Objective =
Can you reproduce the items from the start through the line containing "[0,275,433,1099]", substituting "stalactite" for "stalagmite" and changing nothing else?
§ §
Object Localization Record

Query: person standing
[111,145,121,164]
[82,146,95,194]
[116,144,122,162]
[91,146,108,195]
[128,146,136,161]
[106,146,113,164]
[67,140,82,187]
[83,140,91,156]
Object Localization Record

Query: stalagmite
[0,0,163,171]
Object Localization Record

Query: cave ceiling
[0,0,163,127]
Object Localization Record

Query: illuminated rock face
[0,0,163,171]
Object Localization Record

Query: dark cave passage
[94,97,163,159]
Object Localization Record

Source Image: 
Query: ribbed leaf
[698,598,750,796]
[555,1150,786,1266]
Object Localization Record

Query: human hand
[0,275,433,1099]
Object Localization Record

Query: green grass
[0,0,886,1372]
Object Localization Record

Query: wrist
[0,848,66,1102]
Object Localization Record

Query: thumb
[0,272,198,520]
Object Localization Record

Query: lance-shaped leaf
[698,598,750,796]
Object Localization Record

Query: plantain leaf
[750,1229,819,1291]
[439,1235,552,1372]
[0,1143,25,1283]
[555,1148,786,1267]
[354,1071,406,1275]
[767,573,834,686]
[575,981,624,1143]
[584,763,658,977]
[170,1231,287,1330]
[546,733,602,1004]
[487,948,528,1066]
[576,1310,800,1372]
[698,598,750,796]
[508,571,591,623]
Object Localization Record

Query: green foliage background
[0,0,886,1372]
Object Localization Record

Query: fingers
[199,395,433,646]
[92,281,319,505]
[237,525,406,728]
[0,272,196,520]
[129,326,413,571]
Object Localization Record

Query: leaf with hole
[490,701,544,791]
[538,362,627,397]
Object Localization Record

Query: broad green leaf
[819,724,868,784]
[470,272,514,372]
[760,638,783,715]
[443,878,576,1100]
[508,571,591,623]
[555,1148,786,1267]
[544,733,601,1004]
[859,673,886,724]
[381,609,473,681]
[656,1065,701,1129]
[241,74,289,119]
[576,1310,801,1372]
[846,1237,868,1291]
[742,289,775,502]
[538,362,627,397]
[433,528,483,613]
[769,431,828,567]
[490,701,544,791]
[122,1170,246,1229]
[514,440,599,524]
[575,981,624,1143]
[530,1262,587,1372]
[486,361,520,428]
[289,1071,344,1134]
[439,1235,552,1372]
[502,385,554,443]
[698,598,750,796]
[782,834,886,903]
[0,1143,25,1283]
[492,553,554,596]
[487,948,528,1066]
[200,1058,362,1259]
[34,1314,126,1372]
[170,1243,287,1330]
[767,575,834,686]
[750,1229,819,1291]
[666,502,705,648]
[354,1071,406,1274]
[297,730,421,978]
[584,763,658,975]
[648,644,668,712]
§ §
Response to this task =
Object Localization Record

Query: person standing
[111,145,121,164]
[82,146,95,194]
[116,144,122,162]
[91,146,108,195]
[128,146,136,161]
[106,146,113,164]
[67,140,82,187]
[83,140,91,156]
Object Localization Record

Query: stalactite
[0,0,163,171]
Object Localization Record

Query: cave ceiling
[0,0,163,127]
Object Localization Record

Query: illuminated rock face
[0,0,163,171]
Object Localization Record

Query: dark cave passage
[94,97,163,159]
Object Localization Record

Source Image: 
Query: ribbed leaf
[698,598,750,796]
[555,1150,786,1266]
Object Localization Record

Query: human hand
[0,275,433,1099]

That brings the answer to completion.